+++ Data shown
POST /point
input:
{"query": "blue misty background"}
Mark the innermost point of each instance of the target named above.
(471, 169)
++++++
+++ Data shown
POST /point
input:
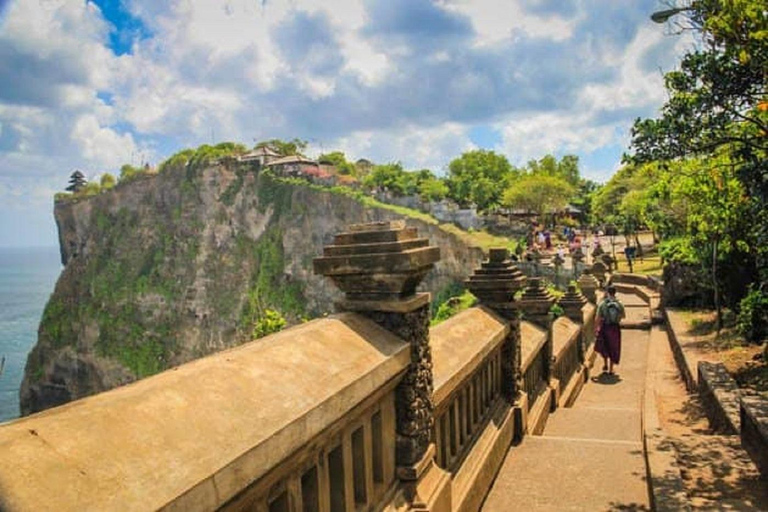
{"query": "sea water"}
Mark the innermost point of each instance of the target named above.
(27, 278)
++++++
+++ Data shown
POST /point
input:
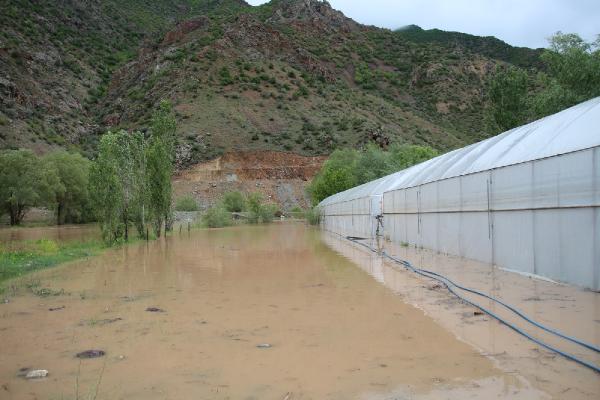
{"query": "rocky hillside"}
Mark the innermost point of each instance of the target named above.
++++++
• **Job**
Determine how many lines of the data above contain the string "query", with case taken into account, and state only that number.

• **Solution to the exercise**
3